**WHAT THE TASK REQUIRES**
From the line that holds "Target: potted plant" to the last line of the data, copy everything exactly; leave out all the rest.

**PROVIDED DATA**
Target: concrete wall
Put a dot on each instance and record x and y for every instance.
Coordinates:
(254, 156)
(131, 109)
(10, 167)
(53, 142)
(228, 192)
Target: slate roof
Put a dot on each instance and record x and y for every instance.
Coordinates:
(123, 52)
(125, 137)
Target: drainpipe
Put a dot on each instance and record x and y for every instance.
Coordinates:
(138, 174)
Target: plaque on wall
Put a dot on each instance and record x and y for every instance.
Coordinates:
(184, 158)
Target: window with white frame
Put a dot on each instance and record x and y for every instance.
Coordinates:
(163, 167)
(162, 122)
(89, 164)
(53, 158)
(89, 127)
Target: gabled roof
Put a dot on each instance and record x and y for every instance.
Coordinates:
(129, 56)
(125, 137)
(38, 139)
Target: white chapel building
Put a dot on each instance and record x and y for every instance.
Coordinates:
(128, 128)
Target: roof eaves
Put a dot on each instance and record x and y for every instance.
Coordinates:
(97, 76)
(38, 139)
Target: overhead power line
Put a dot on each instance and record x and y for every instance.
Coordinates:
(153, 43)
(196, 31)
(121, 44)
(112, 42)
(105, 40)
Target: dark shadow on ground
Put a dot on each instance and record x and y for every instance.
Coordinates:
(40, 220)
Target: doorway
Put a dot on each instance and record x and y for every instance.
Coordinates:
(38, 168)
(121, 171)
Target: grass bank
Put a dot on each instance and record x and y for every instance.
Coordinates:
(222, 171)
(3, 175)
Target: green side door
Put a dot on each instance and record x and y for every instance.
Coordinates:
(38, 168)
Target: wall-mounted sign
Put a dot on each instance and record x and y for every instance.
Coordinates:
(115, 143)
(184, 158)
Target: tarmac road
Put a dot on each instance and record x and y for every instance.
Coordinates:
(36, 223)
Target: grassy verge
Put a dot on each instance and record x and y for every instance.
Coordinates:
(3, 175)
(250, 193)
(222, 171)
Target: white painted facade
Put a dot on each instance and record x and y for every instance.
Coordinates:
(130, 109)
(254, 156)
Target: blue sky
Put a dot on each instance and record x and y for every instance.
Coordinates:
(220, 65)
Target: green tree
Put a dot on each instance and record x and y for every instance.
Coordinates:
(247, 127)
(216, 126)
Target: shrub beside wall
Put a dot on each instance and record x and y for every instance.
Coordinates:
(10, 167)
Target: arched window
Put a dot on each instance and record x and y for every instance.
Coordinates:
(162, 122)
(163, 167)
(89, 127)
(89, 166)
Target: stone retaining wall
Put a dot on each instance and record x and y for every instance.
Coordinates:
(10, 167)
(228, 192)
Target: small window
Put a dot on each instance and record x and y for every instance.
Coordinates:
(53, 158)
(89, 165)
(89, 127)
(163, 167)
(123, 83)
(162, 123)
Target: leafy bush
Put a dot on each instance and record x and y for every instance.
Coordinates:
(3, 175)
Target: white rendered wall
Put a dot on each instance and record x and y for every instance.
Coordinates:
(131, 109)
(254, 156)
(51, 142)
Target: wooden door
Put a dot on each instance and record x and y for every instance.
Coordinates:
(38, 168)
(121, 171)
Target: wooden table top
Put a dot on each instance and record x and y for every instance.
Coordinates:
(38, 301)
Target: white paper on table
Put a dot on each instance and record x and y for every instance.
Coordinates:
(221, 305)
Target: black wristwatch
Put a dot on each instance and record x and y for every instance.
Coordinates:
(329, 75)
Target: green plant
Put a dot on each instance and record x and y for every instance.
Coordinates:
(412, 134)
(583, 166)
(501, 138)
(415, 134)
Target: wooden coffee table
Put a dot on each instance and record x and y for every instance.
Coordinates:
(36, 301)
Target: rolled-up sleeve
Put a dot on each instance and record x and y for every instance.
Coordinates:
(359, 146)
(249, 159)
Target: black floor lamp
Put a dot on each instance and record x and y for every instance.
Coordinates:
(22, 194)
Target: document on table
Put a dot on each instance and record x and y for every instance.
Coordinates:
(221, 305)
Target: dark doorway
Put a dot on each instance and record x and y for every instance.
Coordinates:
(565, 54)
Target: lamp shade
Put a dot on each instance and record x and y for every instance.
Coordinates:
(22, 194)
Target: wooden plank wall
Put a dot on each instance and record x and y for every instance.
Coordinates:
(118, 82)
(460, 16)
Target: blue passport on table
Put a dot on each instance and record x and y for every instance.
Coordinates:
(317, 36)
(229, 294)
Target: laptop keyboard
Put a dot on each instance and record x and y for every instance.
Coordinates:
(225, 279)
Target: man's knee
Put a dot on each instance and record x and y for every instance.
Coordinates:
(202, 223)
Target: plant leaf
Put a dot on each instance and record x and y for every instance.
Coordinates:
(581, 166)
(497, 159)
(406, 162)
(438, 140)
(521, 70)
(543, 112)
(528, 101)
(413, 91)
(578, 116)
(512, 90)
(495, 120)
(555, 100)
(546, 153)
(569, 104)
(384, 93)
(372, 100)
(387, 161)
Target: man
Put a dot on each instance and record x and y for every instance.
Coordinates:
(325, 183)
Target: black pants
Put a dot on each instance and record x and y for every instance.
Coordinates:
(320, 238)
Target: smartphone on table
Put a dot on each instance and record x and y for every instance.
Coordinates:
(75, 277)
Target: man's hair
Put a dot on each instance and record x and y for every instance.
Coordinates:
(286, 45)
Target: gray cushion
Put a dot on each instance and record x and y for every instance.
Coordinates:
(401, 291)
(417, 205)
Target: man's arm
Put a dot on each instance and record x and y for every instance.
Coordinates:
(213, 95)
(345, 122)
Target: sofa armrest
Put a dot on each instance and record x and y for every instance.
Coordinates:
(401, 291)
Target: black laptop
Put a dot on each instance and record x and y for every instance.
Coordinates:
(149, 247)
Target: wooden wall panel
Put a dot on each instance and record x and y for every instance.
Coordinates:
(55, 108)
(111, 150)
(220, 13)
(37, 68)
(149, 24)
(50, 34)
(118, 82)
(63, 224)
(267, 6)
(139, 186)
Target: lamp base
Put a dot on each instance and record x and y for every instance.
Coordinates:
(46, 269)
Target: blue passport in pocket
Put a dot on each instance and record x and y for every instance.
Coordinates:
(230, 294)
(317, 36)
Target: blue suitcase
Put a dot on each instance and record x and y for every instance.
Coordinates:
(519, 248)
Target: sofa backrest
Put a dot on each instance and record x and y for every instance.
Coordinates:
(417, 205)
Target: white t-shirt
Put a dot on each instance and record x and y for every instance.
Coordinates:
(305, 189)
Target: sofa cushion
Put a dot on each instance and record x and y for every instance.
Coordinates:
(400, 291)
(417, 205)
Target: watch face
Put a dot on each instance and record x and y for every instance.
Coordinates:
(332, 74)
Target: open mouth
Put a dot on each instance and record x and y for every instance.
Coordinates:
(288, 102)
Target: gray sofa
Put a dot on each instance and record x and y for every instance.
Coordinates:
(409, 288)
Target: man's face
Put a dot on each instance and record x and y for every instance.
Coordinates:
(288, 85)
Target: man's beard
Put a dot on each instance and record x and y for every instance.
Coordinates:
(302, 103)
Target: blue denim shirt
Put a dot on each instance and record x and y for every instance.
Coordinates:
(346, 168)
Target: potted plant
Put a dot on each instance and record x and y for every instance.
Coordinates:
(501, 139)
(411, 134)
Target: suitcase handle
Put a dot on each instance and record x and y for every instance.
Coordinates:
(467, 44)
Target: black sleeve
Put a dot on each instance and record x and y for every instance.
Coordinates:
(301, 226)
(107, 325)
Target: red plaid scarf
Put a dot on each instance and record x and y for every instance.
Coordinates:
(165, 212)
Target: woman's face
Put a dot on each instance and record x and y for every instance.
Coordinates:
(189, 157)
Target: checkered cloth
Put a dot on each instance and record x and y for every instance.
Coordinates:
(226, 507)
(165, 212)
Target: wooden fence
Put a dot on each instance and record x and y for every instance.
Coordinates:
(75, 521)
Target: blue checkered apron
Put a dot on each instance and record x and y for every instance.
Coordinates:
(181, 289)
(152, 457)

**TASK RESPONSE**
Target: potted plant
Put a dot on each instance and record x and y for every instance.
Coordinates:
(501, 139)
(411, 134)
Target: suitcase handle
Put a dot on each instance and record x and y for every instance.
Coordinates:
(467, 44)
Target: black sleeve
Put a dot on each instance and record x and y for every instance.
Coordinates:
(301, 226)
(107, 325)
Target: red plaid scarf
Put a dot on each instance and record x and y for every instance.
Coordinates:
(165, 212)
Target: woman's face
Put a dot on each instance and record x and y for every instance.
Coordinates:
(189, 157)
Target: checkered cloth
Put a dot on each instance and record x and y for every instance.
Coordinates:
(226, 507)
(165, 212)
Target: wooden fence
Put a dot on each instance and record x and y for every instance.
Coordinates:
(75, 521)
Target: blue checkered apron
Put a dot on each instance and record x and y for every instance.
Coordinates:
(181, 289)
(152, 457)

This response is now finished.